First Sign – or just a coincidence?

Perhaps it’s just me being optimistic, but I think Baby Champuru signed back the word “diaper” to me today.

We started our Baby Signing efforts on June 18, 2009 with a few simple words, “diaper” being one of them, in hopes that someday she would be able to let me know when she needs a change.  Every time we did a diaper change, I would do the sign for diaper (patting the front my hips – where the diaper pins or velcro would be) as I repeated the word very deliberately.  Today, when I lay her down to do the diaper change, I said, “diaper” and patted my hips.  Then she copied.

Of course, I realize that she probably hasn’t made the connection quite yet but is likely just copying my gestures – but it’s a start!

NOTE:  Wouldn’t you know it? I just realized that I had been doing the sign for “diaper” wrong. It should actually be both hands at hips with the first two fingers opening and closing on the thumbs.  I’ll start using the correct sign now and hope it doesn’t confuse her.

Independent streak

Donna and Baby Champuru

At 8-1/2 months, Baby Champuru likes to think she is all grown up.  She has been able to pull herself into a standing position since she was 7 months old.  Now, she’s trying to take steps.  Usually, she’ll clutch my fingers in her tiny fists and take a few steps toward me.  Every so often though, she’ll start feeling brave and will let go of my fingers — or if I’m holding her by the waist, she’ll try to push my hands away.  Of course, she’s not ready to walk without support, so she’ll stand for a moment or two, try to take a step, then lose her balance and plop on her bottom.  But she isn’t easily deterred and will keep practicing.  At this rate, I suspect she’ll be walking well before her first birthday.

# Records to process:
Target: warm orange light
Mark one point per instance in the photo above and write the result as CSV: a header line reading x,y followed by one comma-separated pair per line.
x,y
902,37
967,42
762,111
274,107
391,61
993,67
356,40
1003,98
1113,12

# What is asked:
A - Transcribe the part of the baby signing post that opens with the words containing "Perhaps it’s just" and closes with "Then she copied.".
B - Rewrite the records with "warm orange light" switched to "bright red light", leaving everything else as it stands.

# Expected answers:
A -
Perhaps it’s just me being optimistic, but I think Baby Champuru signed back the word “diaper” to me today.

We started our Baby Signing efforts on June 18, 2009 with a few simple words, “diaper” being one of them, in hopes that someday she would be able to let me know when she needs a change.  Every time we did a diaper change, I would do the sign for diaper (patting the front my hips – where the diaper pins or velcro would be) as I repeated the word very deliberately.  Today, when I lay her down to do the diaper change, I said, “diaper” and patted my hips.  Then she copied.

B -
Target: bright red light
Mark one point per instance in the photo above and write the result as CSV: a header line reading x,y followed by one comma-separated pair per line.
x,y
902,37
967,42
762,111
274,107
391,61
993,67
356,40
1003,98
1113,12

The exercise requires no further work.